Given task: Render every line of the data below as a Markdown table with two columns, n and Line: n holds the row number and Line holds the line's text, and blank lines are omitted.

Records:
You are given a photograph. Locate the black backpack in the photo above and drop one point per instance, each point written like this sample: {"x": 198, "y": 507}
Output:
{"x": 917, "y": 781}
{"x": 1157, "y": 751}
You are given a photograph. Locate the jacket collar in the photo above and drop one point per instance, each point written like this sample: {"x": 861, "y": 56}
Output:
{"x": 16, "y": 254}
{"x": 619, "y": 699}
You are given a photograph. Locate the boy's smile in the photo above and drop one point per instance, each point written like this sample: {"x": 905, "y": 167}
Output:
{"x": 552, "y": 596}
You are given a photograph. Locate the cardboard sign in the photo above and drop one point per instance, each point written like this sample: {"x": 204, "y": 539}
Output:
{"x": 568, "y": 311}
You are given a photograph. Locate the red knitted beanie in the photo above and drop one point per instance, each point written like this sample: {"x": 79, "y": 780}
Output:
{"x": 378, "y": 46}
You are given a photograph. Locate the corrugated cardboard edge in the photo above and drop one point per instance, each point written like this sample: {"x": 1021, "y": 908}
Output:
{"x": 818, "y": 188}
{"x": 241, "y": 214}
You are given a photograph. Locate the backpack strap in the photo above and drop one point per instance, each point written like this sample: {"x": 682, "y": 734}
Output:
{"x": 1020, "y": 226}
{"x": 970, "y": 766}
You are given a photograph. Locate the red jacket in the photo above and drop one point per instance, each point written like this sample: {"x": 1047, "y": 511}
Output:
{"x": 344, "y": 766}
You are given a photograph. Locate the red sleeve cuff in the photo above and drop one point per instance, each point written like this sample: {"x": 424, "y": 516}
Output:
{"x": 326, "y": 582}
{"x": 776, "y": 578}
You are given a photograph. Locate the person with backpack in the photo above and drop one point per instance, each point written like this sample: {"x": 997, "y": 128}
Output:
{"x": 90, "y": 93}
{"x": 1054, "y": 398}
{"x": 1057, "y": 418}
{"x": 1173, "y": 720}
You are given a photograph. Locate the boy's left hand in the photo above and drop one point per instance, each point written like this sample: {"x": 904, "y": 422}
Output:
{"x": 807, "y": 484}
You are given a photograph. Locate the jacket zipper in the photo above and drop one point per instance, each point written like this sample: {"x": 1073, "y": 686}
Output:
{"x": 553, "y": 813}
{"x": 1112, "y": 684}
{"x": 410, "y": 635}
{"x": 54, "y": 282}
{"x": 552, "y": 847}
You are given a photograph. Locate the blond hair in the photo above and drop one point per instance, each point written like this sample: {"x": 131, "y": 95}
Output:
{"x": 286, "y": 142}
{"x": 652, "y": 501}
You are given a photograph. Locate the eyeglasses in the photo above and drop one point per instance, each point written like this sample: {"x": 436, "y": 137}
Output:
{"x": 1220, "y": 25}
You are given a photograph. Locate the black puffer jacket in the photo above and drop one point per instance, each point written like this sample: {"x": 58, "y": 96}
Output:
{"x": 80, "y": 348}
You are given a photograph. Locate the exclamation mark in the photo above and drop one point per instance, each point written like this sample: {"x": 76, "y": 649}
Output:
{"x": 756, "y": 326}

The answer:
| n | Line |
|---|---|
| 1 | You are given a photograph. Locate the black backpack in the photo above and drop one point per instance, each point written like this sample: {"x": 198, "y": 507} |
| 2 | Output: |
| 3 | {"x": 917, "y": 781} |
| 4 | {"x": 1157, "y": 751} |
| 5 | You are given a photograph. Locate the jacket collar in the photo above and drop one point per instance, each point written like this sample: {"x": 861, "y": 56} |
| 6 | Output: |
| 7 | {"x": 16, "y": 254} |
| 8 | {"x": 619, "y": 699} |
| 9 | You are given a photograph. Locate the boy's smile in the photo above and drop one point per instance, each point written like this sample: {"x": 905, "y": 167} |
| 10 | Output: |
| 11 | {"x": 552, "y": 596} |
| 12 | You are given a photograph. Locate the cardboard sign in the photo above and drop one point per instance, each point written like this sample: {"x": 204, "y": 539} |
| 13 | Output: |
| 14 | {"x": 568, "y": 311} |
| 15 | You are given a photograph. Locate the red knitted beanie in the photo above and drop one point per instance, each point written like this sample: {"x": 79, "y": 780} |
| 16 | Output: |
| 17 | {"x": 378, "y": 46} |
| 18 | You are given a photograph. Locate the corrugated cardboard edge in the photo above and drop one point per instance, each point written like this sample: {"x": 1021, "y": 908} |
| 19 | Output: |
| 20 | {"x": 818, "y": 188} |
| 21 | {"x": 241, "y": 214} |
| 22 | You are given a photograph. Locate the backpack strap in the photo above and drop one point per instance, each point written like this sample: {"x": 682, "y": 734} |
| 23 | Output: |
| 24 | {"x": 1020, "y": 226} |
| 25 | {"x": 970, "y": 766} |
| 26 | You are given a photograph. Locate the red jacket in the photo above and drop one point per instance, each point written like this sample: {"x": 1047, "y": 511} |
| 27 | Output: |
| 28 | {"x": 344, "y": 766} |
| 29 | You are given a photograph. Locate the red sleeve cuff in the photo above and drop one point per instance, each point written like this sample: {"x": 424, "y": 516} |
| 30 | Output: |
| 31 | {"x": 326, "y": 582} |
| 32 | {"x": 776, "y": 578} |
| 33 | You are given a photograph. Locate the person with backpack in the photo above and drop one point per instance, each point written like this sample: {"x": 997, "y": 128} |
| 34 | Output: |
| 35 | {"x": 90, "y": 93} |
| 36 | {"x": 1054, "y": 398} |
| 37 | {"x": 1057, "y": 418} |
| 38 | {"x": 1173, "y": 720} |
| 39 | You are given a photograph. Locate the boy's left hand in the photo above and drop one point per instance, each point written like this sample: {"x": 904, "y": 422} |
| 40 | Output: |
| 41 | {"x": 807, "y": 484} |
| 42 | You are given a photograph. Locate the jacket zipper in the photo above and drop one point per instance, each point written like this sample: {"x": 1073, "y": 686} |
| 43 | Output: |
| 44 | {"x": 553, "y": 813} |
| 45 | {"x": 1112, "y": 684} |
| 46 | {"x": 410, "y": 635} |
| 47 | {"x": 54, "y": 282} |
| 48 | {"x": 552, "y": 847} |
| 49 | You are given a photograph. Locate the blond hair in the photo above and drop one point per instance, each point written like this sample: {"x": 131, "y": 95} |
| 50 | Output: |
| 51 | {"x": 286, "y": 142} |
| 52 | {"x": 652, "y": 501} |
| 53 | You are given a photograph. Locate the eyeglasses in the photo above and drop one point per instance, each point written like this sample: {"x": 436, "y": 137} |
| 54 | Output: |
| 55 | {"x": 1220, "y": 25} |
| 56 | You are given a photograph. Locate the black puffer jacket in the photo above and drop one point per instance, each point written like this sample: {"x": 58, "y": 96} |
| 57 | Output: |
| 58 | {"x": 80, "y": 348} |
| 59 | You are given a photograph. Locate the exclamation mark in the photo above and drop one point per instance, each point written like this sample: {"x": 76, "y": 649} |
| 60 | Output: |
| 61 | {"x": 756, "y": 326} |